● Goal
Write out, word for word, only the lines from the one containing "out like [280,693]." through the final line of the data.

● Material provided
..........

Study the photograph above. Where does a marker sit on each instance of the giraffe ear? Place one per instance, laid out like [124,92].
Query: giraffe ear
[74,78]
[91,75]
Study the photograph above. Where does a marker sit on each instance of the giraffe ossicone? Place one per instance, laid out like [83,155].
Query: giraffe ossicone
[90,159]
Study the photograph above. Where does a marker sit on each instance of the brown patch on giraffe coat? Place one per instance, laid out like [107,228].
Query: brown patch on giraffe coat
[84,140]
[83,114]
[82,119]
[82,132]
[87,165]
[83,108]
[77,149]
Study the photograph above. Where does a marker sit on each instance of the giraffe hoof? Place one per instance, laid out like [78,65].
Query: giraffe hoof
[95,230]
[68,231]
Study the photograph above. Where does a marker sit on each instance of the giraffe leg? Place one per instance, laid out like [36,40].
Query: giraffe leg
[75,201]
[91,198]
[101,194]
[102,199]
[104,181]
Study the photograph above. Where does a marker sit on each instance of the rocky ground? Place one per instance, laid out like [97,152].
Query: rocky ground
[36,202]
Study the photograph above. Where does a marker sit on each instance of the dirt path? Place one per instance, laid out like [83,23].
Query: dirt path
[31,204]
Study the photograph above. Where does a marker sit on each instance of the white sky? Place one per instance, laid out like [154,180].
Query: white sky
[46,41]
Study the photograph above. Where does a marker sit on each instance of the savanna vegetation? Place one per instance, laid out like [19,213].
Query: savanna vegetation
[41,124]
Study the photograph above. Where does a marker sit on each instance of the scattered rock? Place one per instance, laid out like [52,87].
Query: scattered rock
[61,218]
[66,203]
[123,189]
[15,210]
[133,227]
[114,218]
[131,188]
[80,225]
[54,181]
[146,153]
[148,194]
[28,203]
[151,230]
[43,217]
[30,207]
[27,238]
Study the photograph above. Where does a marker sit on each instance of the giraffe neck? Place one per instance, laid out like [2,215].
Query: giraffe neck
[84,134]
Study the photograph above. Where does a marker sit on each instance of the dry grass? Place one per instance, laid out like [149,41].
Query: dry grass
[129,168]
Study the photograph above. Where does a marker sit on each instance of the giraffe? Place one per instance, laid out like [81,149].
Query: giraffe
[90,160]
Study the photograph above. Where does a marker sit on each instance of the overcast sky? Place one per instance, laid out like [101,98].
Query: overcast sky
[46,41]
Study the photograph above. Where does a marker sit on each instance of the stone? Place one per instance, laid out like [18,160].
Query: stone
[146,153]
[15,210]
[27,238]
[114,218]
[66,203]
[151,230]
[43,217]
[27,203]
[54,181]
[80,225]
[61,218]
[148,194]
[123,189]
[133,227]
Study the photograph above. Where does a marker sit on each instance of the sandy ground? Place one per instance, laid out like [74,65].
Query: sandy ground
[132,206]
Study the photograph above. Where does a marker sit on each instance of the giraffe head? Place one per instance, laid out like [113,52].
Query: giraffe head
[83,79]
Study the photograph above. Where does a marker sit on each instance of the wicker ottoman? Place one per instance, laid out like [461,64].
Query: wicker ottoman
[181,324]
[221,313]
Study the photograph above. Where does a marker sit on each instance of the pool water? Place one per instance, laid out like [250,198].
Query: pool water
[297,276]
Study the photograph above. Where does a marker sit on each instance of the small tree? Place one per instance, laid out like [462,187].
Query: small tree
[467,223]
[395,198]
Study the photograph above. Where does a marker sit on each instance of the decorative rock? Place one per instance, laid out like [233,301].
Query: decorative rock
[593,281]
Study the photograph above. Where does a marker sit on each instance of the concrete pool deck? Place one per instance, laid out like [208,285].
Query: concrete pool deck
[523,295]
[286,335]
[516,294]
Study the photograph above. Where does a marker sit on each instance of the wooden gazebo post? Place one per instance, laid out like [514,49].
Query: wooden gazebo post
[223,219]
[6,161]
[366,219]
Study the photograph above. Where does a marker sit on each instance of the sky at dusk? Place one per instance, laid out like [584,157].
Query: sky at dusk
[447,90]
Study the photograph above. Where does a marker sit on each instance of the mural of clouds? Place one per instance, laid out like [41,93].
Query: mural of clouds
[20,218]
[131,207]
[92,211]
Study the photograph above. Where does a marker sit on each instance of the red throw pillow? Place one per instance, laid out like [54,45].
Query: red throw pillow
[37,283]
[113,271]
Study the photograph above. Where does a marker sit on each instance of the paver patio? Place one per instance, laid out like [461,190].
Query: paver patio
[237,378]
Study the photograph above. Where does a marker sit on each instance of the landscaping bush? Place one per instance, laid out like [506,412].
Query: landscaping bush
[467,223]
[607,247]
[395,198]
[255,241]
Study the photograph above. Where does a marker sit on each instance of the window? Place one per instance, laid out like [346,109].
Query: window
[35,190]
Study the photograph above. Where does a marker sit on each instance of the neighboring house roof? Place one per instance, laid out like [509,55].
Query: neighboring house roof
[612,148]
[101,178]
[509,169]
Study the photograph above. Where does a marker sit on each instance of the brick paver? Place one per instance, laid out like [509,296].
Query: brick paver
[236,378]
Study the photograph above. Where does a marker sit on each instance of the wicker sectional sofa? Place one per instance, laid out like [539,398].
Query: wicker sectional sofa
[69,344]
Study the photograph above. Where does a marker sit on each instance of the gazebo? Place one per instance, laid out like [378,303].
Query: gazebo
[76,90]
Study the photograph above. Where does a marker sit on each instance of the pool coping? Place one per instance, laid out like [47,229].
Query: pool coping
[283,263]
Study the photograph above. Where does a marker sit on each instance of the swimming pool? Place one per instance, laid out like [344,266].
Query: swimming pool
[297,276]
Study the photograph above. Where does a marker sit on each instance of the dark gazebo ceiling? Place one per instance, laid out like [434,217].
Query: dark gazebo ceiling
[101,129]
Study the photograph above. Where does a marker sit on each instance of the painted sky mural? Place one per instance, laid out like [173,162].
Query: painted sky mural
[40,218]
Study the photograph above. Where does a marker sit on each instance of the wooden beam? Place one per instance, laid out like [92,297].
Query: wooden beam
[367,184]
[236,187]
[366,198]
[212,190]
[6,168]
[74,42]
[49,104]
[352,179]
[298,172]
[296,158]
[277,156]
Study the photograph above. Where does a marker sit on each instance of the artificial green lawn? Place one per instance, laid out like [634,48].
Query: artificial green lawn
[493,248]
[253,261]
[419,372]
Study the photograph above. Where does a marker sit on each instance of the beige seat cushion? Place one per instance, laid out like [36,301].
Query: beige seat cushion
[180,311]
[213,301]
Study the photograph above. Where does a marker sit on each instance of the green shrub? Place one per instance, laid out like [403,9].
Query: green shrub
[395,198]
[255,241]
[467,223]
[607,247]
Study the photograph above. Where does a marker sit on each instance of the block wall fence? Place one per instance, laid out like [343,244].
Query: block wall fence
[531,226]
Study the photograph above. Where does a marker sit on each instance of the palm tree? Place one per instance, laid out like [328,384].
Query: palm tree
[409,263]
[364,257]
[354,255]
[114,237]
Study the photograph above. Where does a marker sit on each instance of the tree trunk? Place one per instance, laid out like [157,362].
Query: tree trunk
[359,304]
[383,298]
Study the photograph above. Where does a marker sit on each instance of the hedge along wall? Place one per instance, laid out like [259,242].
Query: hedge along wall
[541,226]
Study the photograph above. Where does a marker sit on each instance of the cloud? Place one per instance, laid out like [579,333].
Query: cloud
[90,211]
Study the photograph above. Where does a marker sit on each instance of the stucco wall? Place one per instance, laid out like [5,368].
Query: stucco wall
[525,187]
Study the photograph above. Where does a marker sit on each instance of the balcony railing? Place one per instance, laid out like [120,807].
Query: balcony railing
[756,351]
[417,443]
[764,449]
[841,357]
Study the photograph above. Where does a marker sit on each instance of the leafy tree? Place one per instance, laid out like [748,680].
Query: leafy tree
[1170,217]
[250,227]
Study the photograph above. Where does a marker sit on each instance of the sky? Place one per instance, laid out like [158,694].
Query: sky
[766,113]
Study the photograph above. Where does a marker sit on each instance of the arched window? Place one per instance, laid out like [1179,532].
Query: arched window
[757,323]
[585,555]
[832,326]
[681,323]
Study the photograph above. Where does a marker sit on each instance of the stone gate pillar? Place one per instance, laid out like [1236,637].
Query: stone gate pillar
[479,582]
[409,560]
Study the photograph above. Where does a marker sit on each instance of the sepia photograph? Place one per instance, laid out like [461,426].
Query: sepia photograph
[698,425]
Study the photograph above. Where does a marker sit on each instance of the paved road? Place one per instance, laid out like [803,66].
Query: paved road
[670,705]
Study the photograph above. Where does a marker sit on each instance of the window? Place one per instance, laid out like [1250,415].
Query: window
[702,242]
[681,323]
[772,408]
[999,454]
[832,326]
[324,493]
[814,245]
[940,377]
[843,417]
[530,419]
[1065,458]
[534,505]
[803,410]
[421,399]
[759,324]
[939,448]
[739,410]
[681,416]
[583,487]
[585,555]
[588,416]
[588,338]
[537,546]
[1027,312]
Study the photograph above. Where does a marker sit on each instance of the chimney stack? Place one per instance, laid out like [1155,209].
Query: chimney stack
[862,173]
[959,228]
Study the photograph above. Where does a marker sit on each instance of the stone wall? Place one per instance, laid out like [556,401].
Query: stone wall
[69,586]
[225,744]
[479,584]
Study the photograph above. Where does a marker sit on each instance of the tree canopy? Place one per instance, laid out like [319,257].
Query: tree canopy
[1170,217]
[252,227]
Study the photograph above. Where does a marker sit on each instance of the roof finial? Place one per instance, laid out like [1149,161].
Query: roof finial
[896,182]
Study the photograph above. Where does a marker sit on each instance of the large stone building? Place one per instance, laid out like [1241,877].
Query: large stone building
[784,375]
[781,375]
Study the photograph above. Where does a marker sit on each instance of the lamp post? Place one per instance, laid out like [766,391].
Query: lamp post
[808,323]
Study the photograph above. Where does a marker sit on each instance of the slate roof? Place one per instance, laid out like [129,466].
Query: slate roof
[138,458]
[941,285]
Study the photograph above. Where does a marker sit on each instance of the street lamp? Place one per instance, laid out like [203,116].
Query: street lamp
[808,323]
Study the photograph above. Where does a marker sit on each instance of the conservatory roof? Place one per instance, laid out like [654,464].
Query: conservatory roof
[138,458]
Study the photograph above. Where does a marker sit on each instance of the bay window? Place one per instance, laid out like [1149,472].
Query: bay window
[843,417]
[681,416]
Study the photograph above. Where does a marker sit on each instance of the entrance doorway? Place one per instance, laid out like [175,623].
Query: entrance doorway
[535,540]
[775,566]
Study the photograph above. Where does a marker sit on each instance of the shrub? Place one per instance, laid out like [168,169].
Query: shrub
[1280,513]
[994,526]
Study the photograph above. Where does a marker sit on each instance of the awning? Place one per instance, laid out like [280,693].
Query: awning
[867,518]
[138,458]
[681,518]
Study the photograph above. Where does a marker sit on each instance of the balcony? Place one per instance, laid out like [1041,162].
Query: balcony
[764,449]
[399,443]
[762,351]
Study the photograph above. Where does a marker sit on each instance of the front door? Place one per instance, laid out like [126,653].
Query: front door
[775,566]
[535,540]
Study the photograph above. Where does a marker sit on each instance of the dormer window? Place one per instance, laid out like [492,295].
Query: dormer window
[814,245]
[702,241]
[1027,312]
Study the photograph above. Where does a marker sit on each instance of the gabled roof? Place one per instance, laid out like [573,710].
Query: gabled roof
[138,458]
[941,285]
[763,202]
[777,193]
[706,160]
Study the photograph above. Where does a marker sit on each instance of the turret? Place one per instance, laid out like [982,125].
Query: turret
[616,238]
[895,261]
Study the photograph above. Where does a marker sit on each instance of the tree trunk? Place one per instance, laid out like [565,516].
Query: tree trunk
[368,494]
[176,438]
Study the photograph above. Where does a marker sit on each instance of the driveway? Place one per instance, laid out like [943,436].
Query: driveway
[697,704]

..........

● Answer in full
Study the photograph above. Where does a marker sit on each instance of the awning? Place one per instance, laid out like [280,693].
Query: awning
[867,518]
[138,458]
[681,518]
Study the photograph above. Where does a marker sit on each instance of the balcony? Place one per instance, laid out like [1041,162].
Query: balcony
[764,449]
[399,443]
[762,351]
Study the photograph above. Where does a marker sit on each instance of the front door? Place one per instance, laid out like [126,653].
Query: front door
[775,566]
[535,540]
Study the photograph above. Where does a marker sit on each instance of the dormer window? Place one per instance, laid out like [492,295].
Query: dormer window
[814,245]
[702,241]
[1027,312]
Study the photograph above. Where does a marker sit on each instance of the gabled roof? Place one per instance, laid out like [573,710].
Query: gabled roof
[138,458]
[941,285]
[763,202]
[777,193]
[706,160]
Study the photograph above. Where does a marker sit on each instance of the turret? Place one per instance, laid out like [982,125].
Query: turret
[616,238]
[895,261]
Study the photograph above. Where does a marker sit on each instance of the tree trunk? Place one per instance, laid out like [565,516].
Query: tree trunk
[368,494]
[176,438]
Study the photograph above. Where does a marker sit on each instance of the driveway? Place one per instance, laid out like [943,436].
Query: driveway
[697,704]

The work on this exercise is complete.